* The exercise
Give back the whole listing exactly as shown.

[Begin Supplied records]

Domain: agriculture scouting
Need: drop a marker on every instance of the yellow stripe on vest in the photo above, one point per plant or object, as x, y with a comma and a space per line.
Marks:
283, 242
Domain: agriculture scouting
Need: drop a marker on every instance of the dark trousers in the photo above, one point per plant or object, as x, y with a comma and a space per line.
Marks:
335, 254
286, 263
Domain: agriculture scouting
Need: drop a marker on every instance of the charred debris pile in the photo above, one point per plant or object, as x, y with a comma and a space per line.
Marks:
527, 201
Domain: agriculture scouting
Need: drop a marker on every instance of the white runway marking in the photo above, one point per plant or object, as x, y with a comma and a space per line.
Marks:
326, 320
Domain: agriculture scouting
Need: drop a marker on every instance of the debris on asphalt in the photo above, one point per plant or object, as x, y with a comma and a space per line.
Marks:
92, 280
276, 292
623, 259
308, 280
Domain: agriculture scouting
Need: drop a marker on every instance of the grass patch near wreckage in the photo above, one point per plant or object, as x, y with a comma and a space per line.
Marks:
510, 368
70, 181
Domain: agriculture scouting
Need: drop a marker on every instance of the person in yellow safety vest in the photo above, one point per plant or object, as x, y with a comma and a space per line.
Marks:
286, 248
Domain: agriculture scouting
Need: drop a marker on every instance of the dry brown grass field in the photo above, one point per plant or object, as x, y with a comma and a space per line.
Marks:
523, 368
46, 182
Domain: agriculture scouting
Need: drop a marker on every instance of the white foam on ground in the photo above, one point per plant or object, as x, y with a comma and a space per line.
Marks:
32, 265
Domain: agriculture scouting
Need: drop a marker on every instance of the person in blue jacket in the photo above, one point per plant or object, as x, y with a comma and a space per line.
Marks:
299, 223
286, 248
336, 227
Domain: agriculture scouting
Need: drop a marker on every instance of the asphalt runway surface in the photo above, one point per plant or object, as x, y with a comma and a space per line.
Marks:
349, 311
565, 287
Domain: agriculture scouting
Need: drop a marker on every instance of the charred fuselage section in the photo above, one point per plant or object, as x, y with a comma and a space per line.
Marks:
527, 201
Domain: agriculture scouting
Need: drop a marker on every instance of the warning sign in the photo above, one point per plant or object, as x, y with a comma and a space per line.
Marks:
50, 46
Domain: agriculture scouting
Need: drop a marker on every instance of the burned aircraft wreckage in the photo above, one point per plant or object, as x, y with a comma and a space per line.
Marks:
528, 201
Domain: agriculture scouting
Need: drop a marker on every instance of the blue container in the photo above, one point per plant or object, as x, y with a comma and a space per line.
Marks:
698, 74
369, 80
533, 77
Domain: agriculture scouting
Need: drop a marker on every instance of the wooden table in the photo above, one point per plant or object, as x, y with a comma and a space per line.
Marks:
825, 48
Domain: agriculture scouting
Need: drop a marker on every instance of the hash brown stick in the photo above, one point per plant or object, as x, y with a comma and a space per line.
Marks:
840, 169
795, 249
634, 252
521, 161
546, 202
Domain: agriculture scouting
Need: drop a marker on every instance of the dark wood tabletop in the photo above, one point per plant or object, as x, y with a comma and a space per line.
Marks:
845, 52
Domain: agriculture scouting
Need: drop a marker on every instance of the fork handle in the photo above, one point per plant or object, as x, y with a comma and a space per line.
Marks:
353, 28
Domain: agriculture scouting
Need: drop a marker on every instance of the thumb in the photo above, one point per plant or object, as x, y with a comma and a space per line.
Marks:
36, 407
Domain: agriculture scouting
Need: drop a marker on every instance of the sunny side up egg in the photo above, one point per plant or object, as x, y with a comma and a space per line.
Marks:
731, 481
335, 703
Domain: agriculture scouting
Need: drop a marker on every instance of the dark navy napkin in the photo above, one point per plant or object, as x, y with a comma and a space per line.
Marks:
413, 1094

[End Supplied records]

* Answer for this exercise
Domain: agriculture scouting
Need: drop a marker on every instance of the yellow stripe on vest in the photo above, one point per plant or object, as x, y with a comma and a space per line.
Marks:
283, 242
Domain: agriculture scouting
Need: drop a marker on every instance of the dark trousers in the photo above, one point per plant or object, as x, y with a comma and a space per line.
Marks:
335, 254
286, 263
Domain: agriculture scouting
Need: drop a marker on every instance of the charred debris pile in the photo above, one point per plant or object, as x, y with a comma and a space per line.
Marks:
527, 201
Domain: agriculture scouting
Need: drop a marker on every instance of the white runway marking in the photo above, one point per plant or object, as x, y with a comma and a space per line.
Marks:
326, 320
Domain: agriculture scouting
Need: drop a marker on every instance of the debris on asphalt in the photo above, one point per plant or object, as x, y with a comma and a space per line.
Marks:
92, 280
276, 292
623, 259
308, 280
Domain: agriculture scouting
Need: drop a marker on every instance of the grass patch near wreckage in the photo above, one point per plant or object, as x, y with a comma and a space per line.
Marks:
510, 368
70, 181
Domain: agriculture scouting
Need: drop a marker on every instance of the person in yellow safety vest in the photo above, one point per plant or object, as x, y with a comma and a space per line.
Marks:
286, 248
Domain: agriculture scouting
Need: drop a marker on every instance of the dry brown grass field in the photo above, one point per plant or object, as x, y with a comma and a space per line.
Marks:
523, 368
46, 182
Domain: agriculture scouting
Need: drop a marker on every instance of the white foam on ground in the photo above, one point per plant or object, as x, y with a comma and a space per line.
Marks:
32, 265
Domain: agriculture scouting
Need: drop a marker on every instance of the person in blue jacket in the photo above, one point per plant or object, as x, y with a comma and a space per line.
Marks:
299, 223
286, 248
336, 227
Domain: agriculture scouting
Need: drop a marker on every instance of the asphalt runway surface in the photo above, one point per plant or object, as x, y with a comma and a space per line.
Marks:
349, 311
565, 287
Domain: agriculture scouting
Need: drop a marker on every instance of the charred fuselage section in the photo above, one point per plant or object, as x, y with a comma and a space per line.
Marks:
527, 201
Domain: agriculture scouting
Need: drop a marker on every instance of the warning sign in the photo above, one point per plant or object, as x, y with a comma and a space per line.
Marks:
50, 46
Domain: agriculture scouting
Need: drop a marker on every instance of the burned aircraft wreckage in the photo above, one point per plant or object, as x, y with a comma and a space per line.
Marks:
528, 201
Domain: agriculture scouting
Need: drop a marker on every instance of the blue container in the photo above, one point per plant or object, as x, y with a comma and a space per line.
Marks:
698, 74
369, 80
533, 77
Domain: agriculture scouting
Need: drop a marker on every instance of the wooden table in the photo above, one point per plant or object, as x, y with a comma and a space per line.
Marks:
825, 48
Domain: agriculture scouting
Need: drop a marker on every instance of the hash brown stick in the photo above, one point per plant or object, as x, y with a comma and a space per line.
Marks:
840, 169
795, 249
634, 252
521, 161
546, 202
Domain: agriculture scouting
Need: drop a marker on every instance of the dark wood tabletop in the photo above, one point per plant or object, as x, y with a comma and a space per line.
Marks:
845, 52
Domain: agriculture scouting
Need: drop a marker on every instance of the fork handle in the photo above, one point per plant or object, as x, y with a comma and a space per line.
Marks:
353, 28
Domain: agriculture scouting
Need: drop a marker on every instance of the thumb in the photo above, one point per plant or object, as x, y with a comma and a space per line.
Marks:
36, 407
Domain: agriculture scouting
Need: drop a marker on every instance of the sunny side up egg in the photo above, one point per plant or object, as x, y with a comma and a space per line.
Marks:
731, 481
335, 703
Domain: agriculture scouting
Need: drop a marker on every instance of the dark navy napkin in the photo above, one point per plant or object, as x, y with a comma and a space per line.
Marks:
413, 1094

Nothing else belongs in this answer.